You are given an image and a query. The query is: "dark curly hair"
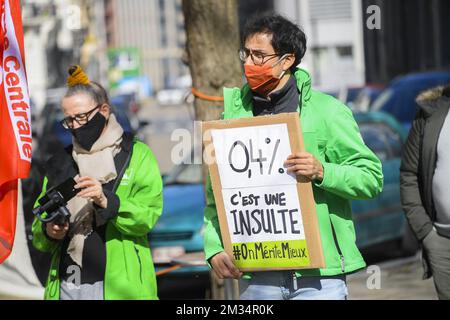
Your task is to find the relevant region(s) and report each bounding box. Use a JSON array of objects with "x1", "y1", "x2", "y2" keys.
[{"x1": 242, "y1": 13, "x2": 306, "y2": 72}]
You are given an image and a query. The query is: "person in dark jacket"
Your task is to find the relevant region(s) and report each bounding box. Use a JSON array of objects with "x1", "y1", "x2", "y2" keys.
[{"x1": 400, "y1": 84, "x2": 450, "y2": 300}]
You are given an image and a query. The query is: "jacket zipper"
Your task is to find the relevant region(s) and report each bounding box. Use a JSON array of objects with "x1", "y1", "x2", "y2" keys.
[
  {"x1": 292, "y1": 271, "x2": 298, "y2": 291},
  {"x1": 330, "y1": 219, "x2": 345, "y2": 272},
  {"x1": 134, "y1": 247, "x2": 143, "y2": 283}
]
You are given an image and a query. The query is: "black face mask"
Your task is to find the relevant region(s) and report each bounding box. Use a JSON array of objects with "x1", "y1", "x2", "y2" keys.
[{"x1": 70, "y1": 112, "x2": 106, "y2": 151}]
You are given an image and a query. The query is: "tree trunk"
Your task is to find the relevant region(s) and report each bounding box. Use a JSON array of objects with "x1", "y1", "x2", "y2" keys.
[
  {"x1": 183, "y1": 0, "x2": 242, "y2": 299},
  {"x1": 183, "y1": 0, "x2": 242, "y2": 121}
]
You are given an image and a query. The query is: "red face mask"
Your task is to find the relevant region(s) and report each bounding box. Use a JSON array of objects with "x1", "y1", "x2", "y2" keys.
[{"x1": 244, "y1": 56, "x2": 285, "y2": 97}]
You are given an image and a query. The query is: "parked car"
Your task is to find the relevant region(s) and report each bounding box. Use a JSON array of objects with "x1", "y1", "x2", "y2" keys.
[
  {"x1": 346, "y1": 84, "x2": 384, "y2": 112},
  {"x1": 370, "y1": 71, "x2": 450, "y2": 130},
  {"x1": 352, "y1": 112, "x2": 418, "y2": 255},
  {"x1": 149, "y1": 112, "x2": 418, "y2": 295}
]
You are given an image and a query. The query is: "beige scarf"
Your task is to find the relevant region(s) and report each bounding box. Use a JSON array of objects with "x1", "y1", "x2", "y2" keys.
[{"x1": 67, "y1": 114, "x2": 123, "y2": 267}]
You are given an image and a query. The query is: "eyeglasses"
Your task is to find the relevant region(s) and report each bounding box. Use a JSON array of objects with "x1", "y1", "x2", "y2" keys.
[
  {"x1": 60, "y1": 104, "x2": 103, "y2": 129},
  {"x1": 239, "y1": 48, "x2": 278, "y2": 66}
]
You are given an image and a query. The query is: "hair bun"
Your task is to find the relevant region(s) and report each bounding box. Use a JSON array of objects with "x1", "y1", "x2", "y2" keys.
[{"x1": 67, "y1": 65, "x2": 91, "y2": 87}]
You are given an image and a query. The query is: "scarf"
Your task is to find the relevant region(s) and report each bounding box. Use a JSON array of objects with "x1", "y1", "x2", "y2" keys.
[{"x1": 67, "y1": 114, "x2": 123, "y2": 267}]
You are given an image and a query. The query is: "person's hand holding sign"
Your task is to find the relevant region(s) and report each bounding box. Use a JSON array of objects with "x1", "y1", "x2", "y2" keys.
[
  {"x1": 210, "y1": 251, "x2": 242, "y2": 279},
  {"x1": 284, "y1": 152, "x2": 323, "y2": 181}
]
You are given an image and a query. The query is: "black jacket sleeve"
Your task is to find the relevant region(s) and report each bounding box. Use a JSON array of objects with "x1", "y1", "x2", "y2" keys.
[{"x1": 400, "y1": 113, "x2": 433, "y2": 240}]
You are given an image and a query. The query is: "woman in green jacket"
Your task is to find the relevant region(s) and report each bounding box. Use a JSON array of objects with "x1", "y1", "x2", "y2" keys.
[
  {"x1": 204, "y1": 15, "x2": 383, "y2": 299},
  {"x1": 33, "y1": 66, "x2": 162, "y2": 300}
]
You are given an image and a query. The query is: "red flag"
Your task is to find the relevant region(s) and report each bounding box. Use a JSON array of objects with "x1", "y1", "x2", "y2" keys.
[{"x1": 0, "y1": 0, "x2": 32, "y2": 263}]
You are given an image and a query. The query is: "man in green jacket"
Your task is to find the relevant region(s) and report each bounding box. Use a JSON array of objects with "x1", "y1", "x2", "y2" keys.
[{"x1": 205, "y1": 15, "x2": 383, "y2": 299}]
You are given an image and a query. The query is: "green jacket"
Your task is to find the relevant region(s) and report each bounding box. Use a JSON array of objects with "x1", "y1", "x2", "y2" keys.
[
  {"x1": 204, "y1": 69, "x2": 383, "y2": 276},
  {"x1": 32, "y1": 141, "x2": 162, "y2": 300}
]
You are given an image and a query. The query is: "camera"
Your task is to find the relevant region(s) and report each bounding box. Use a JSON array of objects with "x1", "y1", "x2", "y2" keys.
[{"x1": 33, "y1": 178, "x2": 80, "y2": 225}]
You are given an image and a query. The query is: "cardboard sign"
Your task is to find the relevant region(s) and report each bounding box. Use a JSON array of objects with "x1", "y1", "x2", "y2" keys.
[{"x1": 202, "y1": 113, "x2": 325, "y2": 271}]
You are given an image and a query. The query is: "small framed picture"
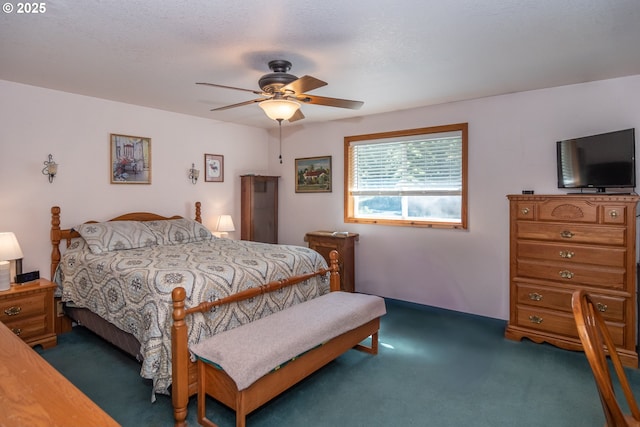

==================================================

**Required work**
Locate every line in the records above that contains the word "scarf", and copy each of those lines.

**Output for this task**
You are given an image and a query. The query is: "beige scarf"
You are given an image and a query. The query is: "scarf"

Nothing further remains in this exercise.